--- Start of Exercise input ---

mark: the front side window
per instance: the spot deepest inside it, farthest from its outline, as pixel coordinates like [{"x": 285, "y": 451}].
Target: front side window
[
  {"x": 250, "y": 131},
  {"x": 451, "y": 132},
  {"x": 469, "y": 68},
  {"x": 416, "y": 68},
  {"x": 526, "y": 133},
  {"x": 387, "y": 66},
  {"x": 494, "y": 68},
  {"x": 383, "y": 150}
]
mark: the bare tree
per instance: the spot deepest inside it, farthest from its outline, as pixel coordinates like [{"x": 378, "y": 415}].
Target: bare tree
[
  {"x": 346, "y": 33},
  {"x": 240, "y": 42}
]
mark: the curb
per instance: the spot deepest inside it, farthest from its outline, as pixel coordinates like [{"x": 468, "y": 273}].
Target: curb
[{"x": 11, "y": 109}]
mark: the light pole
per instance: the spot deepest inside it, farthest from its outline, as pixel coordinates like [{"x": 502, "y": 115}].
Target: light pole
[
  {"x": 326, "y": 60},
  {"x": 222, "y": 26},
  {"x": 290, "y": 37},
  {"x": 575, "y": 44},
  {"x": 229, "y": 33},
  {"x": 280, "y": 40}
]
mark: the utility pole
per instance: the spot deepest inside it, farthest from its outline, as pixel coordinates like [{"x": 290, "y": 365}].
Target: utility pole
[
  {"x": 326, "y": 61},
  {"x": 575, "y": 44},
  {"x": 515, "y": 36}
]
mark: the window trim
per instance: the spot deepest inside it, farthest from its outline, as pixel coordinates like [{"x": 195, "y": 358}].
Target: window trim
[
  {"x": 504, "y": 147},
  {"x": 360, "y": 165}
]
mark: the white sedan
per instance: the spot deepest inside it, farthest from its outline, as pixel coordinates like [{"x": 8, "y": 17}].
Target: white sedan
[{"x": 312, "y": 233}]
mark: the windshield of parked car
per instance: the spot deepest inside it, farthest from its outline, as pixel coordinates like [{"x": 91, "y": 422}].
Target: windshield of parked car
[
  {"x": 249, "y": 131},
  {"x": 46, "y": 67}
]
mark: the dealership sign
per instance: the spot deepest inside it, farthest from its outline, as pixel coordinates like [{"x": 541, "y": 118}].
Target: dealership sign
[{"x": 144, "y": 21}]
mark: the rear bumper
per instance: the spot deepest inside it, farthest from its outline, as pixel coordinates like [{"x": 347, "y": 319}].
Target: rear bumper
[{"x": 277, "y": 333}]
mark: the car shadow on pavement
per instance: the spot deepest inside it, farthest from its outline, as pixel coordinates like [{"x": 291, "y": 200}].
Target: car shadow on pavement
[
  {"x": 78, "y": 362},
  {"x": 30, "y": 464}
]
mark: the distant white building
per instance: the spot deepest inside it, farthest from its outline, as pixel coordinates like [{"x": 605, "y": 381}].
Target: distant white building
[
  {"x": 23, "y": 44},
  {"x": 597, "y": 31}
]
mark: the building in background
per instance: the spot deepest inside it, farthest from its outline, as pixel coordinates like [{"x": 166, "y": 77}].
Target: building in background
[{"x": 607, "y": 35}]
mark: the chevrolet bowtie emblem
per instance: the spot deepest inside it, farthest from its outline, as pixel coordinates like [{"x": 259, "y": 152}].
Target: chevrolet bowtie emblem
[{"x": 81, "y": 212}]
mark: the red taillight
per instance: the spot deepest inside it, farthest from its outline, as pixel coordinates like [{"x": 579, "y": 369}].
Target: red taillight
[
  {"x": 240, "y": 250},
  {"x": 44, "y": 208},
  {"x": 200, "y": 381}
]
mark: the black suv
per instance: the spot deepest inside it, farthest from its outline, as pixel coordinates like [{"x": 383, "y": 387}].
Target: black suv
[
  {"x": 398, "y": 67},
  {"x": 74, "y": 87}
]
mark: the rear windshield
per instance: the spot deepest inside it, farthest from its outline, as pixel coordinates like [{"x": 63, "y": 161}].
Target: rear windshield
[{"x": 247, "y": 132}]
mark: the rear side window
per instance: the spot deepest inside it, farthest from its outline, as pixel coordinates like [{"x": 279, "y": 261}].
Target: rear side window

--- End of Exercise input ---

● **Goal**:
Reproduce the full listing above, character for character.

● **Full answer**:
mark: the front side window
per instance: the spot deepest inside it, farthest from its outline, as pixel coordinates like [{"x": 285, "y": 451}].
Target: front side window
[
  {"x": 250, "y": 131},
  {"x": 451, "y": 132},
  {"x": 469, "y": 68},
  {"x": 416, "y": 68},
  {"x": 526, "y": 133},
  {"x": 387, "y": 66},
  {"x": 494, "y": 68},
  {"x": 383, "y": 150}
]
mark: the bare tree
per instance: the spot deepest inside it, farthest from its outline, as pixel coordinates like [{"x": 378, "y": 415}].
Target: bare tree
[
  {"x": 346, "y": 33},
  {"x": 240, "y": 42}
]
mark: the curb
per instance: the spot deepest inside it, farthest from its outline, as pixel coordinates like [{"x": 468, "y": 273}].
Target: curb
[{"x": 11, "y": 109}]
mark: the light pole
per instance: the spot deepest inside it, farthest from its outline, as pixel coordinates like [{"x": 502, "y": 115}].
Target: light pole
[
  {"x": 326, "y": 60},
  {"x": 222, "y": 26},
  {"x": 290, "y": 37},
  {"x": 575, "y": 44},
  {"x": 229, "y": 33},
  {"x": 280, "y": 40}
]
mark: the utility pole
per instance: the spot deepest inside it, farthest from its outline, as pixel coordinates like [{"x": 290, "y": 365}].
Target: utility pole
[
  {"x": 326, "y": 61},
  {"x": 575, "y": 44},
  {"x": 515, "y": 36}
]
mark: the window trim
per instance: the spot deepest inside it, farthest from its outline, as pixel coordinates like [{"x": 195, "y": 358}].
Target: window trim
[
  {"x": 504, "y": 147},
  {"x": 360, "y": 165}
]
mark: the white sedan
per instance: the spot deepest inside it, farthest from its outline, as pixel coordinates like [{"x": 8, "y": 17}].
Target: white sedan
[{"x": 312, "y": 233}]
mark: the windshield of parked car
per instance: the spot deepest inside it, farthest from its outline, as pixel coordinates like [{"x": 91, "y": 422}].
Target: windshield of parked car
[
  {"x": 249, "y": 131},
  {"x": 46, "y": 67}
]
mark: the dealership sign
per instance: the spot deepest inside it, farthest from its outline, as pixel coordinates like [{"x": 541, "y": 118}].
Target: dealership sign
[{"x": 144, "y": 21}]
mark: the rear bumper
per instance: the spot deepest inside it, farthest from its outline, as pixel coordinates like [{"x": 347, "y": 319}].
Target: rear bumper
[{"x": 277, "y": 333}]
mark: the car shadow on pavement
per instance: the spot deepest inside it, farthest from its outline, as pixel coordinates like [{"x": 291, "y": 200}].
Target: car shadow on pavement
[
  {"x": 78, "y": 362},
  {"x": 30, "y": 464}
]
mark: the distant white building
per instance: the spot deepest inside it, farthest from its outline, as pixel coordinates like [{"x": 605, "y": 381}].
Target: distant white building
[
  {"x": 23, "y": 44},
  {"x": 597, "y": 31}
]
mark: the building in background
per instance: the spot deepest inside it, farthest from its outline, as pixel coordinates like [{"x": 166, "y": 77}].
Target: building in background
[{"x": 607, "y": 35}]
mark: the chevrolet bowtie emblem
per instance: the spot deepest inside it, farthest from its outline, as pixel coordinates like [{"x": 259, "y": 152}].
Target: chevrolet bowtie emblem
[{"x": 81, "y": 212}]
mark: the red taillight
per instance: the spot deepest inside it, farthest from its outline, as pixel coordinates like [{"x": 579, "y": 369}].
Target: red taillight
[
  {"x": 240, "y": 250},
  {"x": 44, "y": 208},
  {"x": 200, "y": 381}
]
mark: the black suv
per instance: the spot deepest inside it, farthest from its outline, as pixel coordinates like [{"x": 383, "y": 387}].
Target: black suv
[
  {"x": 398, "y": 67},
  {"x": 74, "y": 87}
]
mark: the rear windshield
per instance: the spot deepest inside it, farthest from its outline, as pixel coordinates like [{"x": 63, "y": 161}].
Target: rear windshield
[{"x": 247, "y": 132}]
mark: the rear side window
per instance: the spot deepest inside it, farthest from its outline, as pixel coordinates like [{"x": 279, "y": 261}].
Target: rear side window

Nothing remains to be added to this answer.